- **EXERCISE MATERIALS**

>>>

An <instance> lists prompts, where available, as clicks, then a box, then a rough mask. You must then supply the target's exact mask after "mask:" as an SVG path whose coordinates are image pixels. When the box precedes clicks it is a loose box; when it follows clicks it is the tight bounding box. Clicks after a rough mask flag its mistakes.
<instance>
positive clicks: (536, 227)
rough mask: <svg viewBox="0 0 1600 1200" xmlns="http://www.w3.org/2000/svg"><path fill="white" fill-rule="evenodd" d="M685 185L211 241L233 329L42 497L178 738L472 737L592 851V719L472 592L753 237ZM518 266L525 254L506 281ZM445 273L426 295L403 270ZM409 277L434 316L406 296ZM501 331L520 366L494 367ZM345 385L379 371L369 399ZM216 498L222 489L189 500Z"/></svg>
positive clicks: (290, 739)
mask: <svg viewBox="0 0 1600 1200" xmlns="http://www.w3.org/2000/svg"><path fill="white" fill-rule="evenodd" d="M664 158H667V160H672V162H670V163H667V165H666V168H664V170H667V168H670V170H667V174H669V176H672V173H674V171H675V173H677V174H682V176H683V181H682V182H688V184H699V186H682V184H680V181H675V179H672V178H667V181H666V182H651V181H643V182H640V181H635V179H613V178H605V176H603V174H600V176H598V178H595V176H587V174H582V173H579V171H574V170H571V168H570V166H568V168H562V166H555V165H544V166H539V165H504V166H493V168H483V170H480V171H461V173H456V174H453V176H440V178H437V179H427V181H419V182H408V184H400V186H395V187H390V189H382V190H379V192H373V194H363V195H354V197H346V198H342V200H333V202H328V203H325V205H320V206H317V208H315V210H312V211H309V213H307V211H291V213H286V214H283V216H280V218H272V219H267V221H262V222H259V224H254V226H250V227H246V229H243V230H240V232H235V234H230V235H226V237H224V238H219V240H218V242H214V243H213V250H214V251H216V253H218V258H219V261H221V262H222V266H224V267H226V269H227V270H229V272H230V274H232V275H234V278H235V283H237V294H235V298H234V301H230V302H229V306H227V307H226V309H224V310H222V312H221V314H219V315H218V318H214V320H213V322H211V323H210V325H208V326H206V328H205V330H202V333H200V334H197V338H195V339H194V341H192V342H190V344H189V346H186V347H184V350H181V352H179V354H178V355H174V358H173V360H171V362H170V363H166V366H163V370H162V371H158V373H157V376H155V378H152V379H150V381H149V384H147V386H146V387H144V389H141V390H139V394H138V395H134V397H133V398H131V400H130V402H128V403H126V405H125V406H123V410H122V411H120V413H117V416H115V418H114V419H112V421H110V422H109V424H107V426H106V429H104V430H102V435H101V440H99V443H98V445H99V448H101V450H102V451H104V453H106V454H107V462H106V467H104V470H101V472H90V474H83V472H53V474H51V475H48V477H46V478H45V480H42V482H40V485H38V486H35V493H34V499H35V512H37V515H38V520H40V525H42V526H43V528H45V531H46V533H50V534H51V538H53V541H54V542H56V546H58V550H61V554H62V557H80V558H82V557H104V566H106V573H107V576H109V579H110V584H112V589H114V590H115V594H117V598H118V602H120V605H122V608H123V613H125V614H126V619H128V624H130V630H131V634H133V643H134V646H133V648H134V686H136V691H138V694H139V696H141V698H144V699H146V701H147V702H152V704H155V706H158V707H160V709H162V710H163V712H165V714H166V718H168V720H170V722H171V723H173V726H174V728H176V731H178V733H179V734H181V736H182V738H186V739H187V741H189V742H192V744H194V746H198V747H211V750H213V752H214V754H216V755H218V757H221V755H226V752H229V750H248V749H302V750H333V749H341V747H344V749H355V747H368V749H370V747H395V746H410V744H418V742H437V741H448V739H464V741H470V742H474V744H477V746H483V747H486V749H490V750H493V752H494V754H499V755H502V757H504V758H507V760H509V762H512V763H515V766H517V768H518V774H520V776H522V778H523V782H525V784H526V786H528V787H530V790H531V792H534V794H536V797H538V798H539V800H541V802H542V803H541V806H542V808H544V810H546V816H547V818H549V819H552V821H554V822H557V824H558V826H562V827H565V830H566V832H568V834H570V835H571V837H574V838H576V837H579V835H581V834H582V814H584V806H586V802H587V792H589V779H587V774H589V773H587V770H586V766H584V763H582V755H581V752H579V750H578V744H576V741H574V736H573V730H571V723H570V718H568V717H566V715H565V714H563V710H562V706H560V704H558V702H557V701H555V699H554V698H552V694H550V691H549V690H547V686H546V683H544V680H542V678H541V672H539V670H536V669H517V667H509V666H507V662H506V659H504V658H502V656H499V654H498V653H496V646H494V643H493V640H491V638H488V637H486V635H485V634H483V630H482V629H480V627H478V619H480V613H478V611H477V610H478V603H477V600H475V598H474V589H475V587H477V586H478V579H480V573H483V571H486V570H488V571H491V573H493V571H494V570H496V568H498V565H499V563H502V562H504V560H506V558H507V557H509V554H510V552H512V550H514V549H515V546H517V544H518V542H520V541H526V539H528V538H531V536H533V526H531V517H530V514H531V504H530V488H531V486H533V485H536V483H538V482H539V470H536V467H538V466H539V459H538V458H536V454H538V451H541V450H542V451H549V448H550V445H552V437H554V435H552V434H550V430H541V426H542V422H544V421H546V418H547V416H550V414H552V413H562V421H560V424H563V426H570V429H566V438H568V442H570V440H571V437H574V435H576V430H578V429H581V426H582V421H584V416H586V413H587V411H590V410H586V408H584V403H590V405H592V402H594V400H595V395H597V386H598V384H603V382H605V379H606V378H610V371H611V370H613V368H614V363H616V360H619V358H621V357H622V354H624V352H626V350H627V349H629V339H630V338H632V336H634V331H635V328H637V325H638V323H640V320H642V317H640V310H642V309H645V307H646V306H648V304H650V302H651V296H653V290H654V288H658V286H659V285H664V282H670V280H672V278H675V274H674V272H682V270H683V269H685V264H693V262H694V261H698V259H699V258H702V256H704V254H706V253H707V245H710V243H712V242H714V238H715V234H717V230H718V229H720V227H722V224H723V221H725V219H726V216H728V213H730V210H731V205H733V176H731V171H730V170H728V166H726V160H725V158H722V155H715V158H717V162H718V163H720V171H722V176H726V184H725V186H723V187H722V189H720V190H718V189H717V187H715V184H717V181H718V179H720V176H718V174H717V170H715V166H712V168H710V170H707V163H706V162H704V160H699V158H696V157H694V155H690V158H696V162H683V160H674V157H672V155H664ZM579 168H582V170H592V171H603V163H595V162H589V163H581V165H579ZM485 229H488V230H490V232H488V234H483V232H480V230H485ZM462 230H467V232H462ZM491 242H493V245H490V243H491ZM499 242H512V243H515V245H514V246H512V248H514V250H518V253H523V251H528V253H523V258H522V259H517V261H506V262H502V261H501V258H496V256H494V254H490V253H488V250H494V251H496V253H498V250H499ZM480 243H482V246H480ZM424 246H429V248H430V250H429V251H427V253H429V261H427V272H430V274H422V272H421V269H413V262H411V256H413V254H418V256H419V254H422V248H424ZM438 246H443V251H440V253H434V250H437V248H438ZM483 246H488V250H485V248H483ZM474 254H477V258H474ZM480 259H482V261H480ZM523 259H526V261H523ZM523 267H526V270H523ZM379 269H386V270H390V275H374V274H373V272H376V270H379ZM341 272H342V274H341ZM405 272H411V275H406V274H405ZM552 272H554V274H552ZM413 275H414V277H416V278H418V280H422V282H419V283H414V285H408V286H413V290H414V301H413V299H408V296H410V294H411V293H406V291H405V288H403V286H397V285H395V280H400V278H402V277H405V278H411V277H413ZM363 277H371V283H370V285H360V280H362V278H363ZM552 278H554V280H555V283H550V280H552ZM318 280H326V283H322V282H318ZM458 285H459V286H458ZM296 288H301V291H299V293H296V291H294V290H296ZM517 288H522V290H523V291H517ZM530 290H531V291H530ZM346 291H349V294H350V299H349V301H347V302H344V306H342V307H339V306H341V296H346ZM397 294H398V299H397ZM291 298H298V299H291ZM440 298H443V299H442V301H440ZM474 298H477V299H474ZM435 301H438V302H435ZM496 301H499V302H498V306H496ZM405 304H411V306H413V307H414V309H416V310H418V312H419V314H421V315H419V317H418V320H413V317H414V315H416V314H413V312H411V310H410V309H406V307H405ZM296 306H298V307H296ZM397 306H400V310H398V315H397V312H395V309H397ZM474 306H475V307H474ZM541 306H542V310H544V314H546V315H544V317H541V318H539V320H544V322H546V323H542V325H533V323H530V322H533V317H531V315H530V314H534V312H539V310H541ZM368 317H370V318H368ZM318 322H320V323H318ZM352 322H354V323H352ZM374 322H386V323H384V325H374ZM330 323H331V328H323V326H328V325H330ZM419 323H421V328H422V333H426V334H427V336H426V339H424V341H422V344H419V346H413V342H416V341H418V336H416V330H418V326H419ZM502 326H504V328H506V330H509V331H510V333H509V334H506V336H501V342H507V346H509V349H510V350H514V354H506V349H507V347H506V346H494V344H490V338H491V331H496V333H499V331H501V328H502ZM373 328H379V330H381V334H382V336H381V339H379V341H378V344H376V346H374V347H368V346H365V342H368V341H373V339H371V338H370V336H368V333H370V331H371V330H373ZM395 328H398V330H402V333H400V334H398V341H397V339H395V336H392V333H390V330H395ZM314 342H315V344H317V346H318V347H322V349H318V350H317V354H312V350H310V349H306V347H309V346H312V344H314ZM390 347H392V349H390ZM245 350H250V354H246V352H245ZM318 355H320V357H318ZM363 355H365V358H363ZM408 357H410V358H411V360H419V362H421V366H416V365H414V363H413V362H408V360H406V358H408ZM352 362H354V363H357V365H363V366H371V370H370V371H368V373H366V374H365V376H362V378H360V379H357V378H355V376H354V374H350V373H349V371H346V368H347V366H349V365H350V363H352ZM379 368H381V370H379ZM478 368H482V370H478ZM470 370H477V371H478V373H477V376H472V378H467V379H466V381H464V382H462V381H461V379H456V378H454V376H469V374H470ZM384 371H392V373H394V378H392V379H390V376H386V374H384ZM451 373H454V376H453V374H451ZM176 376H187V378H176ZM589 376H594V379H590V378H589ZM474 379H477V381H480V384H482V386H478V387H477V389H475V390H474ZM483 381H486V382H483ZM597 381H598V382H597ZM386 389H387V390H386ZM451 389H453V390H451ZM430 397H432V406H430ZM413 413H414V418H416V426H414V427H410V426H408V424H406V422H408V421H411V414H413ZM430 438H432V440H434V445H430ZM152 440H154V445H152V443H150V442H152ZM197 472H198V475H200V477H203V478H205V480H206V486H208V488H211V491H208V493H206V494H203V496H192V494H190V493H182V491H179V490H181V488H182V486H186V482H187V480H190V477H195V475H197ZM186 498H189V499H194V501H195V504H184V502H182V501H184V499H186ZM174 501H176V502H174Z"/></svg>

<<<
>>>

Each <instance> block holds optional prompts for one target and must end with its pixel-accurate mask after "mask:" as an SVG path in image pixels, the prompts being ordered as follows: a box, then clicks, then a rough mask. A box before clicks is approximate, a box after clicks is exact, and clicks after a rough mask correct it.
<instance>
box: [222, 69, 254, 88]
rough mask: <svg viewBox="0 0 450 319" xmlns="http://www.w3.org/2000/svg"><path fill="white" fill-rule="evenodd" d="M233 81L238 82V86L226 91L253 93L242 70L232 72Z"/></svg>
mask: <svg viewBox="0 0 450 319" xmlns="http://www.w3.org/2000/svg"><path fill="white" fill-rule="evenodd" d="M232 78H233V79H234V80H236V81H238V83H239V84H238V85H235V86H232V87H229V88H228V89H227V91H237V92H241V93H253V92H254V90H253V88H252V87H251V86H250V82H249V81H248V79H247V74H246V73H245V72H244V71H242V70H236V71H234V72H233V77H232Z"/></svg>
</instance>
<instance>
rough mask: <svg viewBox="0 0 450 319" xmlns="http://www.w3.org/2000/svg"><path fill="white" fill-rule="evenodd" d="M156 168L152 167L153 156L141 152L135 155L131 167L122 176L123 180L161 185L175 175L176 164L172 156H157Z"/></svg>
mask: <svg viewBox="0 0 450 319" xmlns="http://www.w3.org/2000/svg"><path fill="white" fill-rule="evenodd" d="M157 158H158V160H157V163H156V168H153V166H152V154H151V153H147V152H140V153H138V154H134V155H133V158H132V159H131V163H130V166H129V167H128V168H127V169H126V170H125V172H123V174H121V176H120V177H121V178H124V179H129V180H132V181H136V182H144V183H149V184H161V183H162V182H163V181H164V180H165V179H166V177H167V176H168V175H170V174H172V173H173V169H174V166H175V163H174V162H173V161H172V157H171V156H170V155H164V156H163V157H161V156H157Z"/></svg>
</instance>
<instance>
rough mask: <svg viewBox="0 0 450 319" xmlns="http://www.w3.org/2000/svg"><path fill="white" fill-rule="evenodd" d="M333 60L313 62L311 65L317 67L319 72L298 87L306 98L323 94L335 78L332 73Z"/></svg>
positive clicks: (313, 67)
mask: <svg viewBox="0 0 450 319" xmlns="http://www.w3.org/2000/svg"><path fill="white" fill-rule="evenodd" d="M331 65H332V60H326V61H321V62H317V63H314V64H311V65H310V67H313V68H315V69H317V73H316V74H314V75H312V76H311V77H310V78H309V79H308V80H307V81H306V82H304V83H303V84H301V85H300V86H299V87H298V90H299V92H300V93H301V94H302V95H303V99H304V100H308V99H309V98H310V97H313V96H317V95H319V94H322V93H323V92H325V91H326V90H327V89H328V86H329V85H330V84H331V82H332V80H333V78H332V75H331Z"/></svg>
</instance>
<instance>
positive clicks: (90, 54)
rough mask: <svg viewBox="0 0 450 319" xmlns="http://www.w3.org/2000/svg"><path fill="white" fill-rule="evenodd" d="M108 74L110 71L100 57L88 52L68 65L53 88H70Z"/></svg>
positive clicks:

<<<

- **ACTIVITY**
Report every line in the items above that contains the word "clicks", copying each such line in full.

- **ANSWER SECTION**
An <instance> lists prompts, where available, as clicks, then a box, then a rough mask. You must then supply the target's exact mask after "mask:" as an SVG path whose coordinates are image pixels. When the box precedes clicks it is a loose box; when it follows clicks it is the tight bounding box. Clicks after a rough mask flag its mistakes.
positive clicks: (536, 227)
positive clicks: (290, 739)
Each <instance> block holds optional prompts for one target and must end with its pixel-accurate mask after "mask:" as an SVG path in image pixels, the prompts being ordered as follows: a box, then clicks, then a rough mask. A box before clicks is approximate, a box after clicks is exact, and clicks after a rough mask correct it.
positive clicks: (313, 67)
positive clicks: (90, 54)
positive clicks:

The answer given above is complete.